Pointing dataset records
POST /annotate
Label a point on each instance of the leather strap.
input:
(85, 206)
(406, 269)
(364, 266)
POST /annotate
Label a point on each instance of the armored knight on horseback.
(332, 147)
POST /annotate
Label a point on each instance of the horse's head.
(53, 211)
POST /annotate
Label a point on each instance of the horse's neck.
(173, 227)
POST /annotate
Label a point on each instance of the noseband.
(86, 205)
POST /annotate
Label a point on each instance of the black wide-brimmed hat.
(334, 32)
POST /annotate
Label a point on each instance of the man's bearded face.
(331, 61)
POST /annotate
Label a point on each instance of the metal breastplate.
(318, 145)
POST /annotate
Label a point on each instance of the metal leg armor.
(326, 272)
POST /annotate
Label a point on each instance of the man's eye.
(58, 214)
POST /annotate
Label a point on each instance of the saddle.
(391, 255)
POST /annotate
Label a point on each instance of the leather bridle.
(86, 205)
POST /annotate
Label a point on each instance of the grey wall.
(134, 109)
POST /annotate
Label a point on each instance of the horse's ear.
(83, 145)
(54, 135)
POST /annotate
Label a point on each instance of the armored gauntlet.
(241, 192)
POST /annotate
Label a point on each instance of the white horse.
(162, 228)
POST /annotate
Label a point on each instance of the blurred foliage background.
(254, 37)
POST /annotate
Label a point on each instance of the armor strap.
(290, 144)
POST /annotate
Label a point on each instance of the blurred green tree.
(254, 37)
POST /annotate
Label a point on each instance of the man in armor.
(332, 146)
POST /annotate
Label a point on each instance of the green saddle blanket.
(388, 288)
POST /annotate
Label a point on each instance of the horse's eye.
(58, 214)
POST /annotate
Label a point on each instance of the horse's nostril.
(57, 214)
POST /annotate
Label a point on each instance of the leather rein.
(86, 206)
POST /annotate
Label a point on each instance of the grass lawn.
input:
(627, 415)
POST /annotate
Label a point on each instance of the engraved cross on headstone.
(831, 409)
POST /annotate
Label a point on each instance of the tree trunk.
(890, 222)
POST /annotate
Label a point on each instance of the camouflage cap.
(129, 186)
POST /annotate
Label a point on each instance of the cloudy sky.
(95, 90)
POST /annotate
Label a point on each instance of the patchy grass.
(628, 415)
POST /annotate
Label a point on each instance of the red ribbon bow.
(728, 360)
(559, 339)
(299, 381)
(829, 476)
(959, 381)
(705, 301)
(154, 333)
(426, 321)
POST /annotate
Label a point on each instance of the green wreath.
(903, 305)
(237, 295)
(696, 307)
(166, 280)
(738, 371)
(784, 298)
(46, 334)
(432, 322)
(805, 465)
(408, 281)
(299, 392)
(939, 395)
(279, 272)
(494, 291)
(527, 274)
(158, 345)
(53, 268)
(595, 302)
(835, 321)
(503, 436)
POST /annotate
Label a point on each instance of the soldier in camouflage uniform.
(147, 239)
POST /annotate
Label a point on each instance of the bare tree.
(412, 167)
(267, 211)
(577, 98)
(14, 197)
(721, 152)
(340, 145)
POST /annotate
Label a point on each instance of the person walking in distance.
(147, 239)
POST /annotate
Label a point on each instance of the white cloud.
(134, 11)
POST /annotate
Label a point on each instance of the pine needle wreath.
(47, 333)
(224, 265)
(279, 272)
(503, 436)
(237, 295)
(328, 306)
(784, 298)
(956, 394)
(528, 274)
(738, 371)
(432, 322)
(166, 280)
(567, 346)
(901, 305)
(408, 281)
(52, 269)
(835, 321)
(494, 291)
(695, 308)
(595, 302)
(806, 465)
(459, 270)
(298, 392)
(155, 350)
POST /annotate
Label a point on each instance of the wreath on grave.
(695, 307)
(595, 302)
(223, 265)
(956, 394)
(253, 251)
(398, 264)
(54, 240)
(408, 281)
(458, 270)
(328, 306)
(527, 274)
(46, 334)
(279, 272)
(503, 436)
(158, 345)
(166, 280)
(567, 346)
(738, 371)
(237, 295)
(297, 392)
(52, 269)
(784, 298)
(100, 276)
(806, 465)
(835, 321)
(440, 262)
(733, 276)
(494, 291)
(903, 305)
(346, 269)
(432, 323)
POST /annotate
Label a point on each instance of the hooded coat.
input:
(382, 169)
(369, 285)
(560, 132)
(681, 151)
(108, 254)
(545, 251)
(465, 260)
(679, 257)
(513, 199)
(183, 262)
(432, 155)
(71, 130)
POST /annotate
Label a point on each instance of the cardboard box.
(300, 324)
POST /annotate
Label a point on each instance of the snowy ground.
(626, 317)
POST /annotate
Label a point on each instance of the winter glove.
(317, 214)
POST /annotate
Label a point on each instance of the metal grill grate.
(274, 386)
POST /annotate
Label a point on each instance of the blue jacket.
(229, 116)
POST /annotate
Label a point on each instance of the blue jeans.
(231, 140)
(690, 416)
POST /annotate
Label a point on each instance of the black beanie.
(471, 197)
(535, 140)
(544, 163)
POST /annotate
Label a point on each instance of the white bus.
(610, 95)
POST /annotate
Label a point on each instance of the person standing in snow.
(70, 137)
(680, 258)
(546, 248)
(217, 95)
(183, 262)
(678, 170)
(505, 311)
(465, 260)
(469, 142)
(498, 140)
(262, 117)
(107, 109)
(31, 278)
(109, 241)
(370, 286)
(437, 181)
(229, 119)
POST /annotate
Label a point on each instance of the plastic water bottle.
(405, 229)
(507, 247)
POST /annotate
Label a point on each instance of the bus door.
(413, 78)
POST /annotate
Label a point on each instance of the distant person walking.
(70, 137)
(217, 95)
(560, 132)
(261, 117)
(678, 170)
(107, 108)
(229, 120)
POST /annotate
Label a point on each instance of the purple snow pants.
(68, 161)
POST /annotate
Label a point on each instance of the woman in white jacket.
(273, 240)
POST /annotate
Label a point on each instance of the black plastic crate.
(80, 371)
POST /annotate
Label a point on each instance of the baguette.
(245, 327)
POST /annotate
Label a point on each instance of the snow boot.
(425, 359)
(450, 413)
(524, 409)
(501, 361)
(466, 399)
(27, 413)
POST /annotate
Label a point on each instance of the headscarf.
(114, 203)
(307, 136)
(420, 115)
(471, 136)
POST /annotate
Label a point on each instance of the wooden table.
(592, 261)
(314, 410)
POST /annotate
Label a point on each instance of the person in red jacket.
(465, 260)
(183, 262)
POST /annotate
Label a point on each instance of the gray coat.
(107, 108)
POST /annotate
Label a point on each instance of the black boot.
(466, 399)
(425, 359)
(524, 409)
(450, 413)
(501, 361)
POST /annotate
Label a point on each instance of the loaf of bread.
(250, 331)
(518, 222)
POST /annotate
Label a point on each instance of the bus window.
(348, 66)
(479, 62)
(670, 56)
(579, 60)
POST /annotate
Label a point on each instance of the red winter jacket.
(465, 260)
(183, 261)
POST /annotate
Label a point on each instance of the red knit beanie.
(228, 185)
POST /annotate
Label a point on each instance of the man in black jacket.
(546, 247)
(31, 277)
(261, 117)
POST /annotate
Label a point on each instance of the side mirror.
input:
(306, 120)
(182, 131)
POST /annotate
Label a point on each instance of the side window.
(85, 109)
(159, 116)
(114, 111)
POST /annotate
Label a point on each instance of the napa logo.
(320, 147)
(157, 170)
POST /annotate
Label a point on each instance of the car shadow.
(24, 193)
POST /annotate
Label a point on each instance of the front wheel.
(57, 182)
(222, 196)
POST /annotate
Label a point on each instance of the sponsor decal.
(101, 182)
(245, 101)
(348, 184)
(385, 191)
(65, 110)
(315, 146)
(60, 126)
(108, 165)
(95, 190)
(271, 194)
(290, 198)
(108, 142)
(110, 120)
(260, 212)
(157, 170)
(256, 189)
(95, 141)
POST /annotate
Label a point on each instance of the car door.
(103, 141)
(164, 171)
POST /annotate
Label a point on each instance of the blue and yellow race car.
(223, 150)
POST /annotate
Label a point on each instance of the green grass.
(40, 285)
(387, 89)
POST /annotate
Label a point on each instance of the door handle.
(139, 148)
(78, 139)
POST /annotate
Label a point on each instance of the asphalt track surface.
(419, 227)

* _DIRECTIVE_
Pick out every line of the material that contains the string "black", and copy each one.

* _OUTPUT FOR THIS TASK_
Label a point on each instance of the black wide-brimmed hat.
Label a point on each instance of the black beanie.
Label a point on each instance of the black plastic crate.
Label a point on each instance of the black boot.
Label a point on each instance of the man in black jacket.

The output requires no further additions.